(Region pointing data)
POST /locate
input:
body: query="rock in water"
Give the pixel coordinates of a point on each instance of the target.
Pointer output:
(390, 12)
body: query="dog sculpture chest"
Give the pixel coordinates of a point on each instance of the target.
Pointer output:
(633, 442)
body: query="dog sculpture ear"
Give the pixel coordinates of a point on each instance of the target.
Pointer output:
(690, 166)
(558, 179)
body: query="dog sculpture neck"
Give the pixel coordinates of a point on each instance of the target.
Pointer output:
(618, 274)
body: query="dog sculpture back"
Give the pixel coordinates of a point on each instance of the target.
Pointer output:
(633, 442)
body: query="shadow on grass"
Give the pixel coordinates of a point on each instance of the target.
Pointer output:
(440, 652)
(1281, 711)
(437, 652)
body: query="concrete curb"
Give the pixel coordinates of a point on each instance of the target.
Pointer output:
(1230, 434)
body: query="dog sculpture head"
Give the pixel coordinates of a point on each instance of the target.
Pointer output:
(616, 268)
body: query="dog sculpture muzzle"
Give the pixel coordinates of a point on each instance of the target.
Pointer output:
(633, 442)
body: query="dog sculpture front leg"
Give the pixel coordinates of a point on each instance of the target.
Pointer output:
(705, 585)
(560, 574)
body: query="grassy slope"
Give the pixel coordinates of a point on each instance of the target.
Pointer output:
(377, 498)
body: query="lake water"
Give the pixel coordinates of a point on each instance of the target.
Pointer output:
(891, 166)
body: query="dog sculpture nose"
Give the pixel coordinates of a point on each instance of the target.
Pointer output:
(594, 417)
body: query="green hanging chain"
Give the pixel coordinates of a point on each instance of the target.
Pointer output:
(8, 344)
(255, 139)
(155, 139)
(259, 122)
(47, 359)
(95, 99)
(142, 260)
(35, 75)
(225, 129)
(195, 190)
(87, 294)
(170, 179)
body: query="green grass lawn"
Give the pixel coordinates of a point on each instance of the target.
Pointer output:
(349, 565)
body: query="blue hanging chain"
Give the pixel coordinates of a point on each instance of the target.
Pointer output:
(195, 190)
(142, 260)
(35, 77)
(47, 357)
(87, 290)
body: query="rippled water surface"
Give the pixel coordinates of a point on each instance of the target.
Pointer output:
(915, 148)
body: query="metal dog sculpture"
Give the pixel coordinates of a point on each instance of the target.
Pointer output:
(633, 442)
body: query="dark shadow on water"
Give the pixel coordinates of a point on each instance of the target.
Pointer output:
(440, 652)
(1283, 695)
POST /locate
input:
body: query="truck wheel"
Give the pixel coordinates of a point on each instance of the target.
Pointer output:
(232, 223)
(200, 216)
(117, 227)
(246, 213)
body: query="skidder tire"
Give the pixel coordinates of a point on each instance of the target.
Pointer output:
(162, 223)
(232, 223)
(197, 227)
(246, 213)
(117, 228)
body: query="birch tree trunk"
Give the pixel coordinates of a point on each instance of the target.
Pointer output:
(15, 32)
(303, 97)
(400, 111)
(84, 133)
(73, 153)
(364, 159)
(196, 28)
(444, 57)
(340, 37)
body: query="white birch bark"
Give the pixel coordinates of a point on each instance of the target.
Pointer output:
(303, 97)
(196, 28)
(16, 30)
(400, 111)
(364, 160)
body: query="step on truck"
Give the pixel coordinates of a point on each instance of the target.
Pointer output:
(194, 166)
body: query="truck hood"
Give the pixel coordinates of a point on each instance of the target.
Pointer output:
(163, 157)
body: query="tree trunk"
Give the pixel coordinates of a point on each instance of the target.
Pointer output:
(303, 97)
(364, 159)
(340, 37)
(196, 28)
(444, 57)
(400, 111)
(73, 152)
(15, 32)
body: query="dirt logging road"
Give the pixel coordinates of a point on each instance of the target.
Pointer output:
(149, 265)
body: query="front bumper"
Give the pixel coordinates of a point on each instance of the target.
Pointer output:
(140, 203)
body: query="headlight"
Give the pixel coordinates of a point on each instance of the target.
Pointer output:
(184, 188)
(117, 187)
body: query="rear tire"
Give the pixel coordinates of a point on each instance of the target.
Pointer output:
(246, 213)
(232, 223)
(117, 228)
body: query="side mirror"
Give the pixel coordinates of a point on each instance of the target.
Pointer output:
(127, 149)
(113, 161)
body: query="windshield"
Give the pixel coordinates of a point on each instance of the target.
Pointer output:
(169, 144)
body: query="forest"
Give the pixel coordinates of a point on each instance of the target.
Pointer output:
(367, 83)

* [BRIEF]: Check every line of the records above for the string "hanging". Copy those that hold it.

* [WRITTEN RESPONSE]:
body: query="green hanging chain"
body: query="blue hanging chain"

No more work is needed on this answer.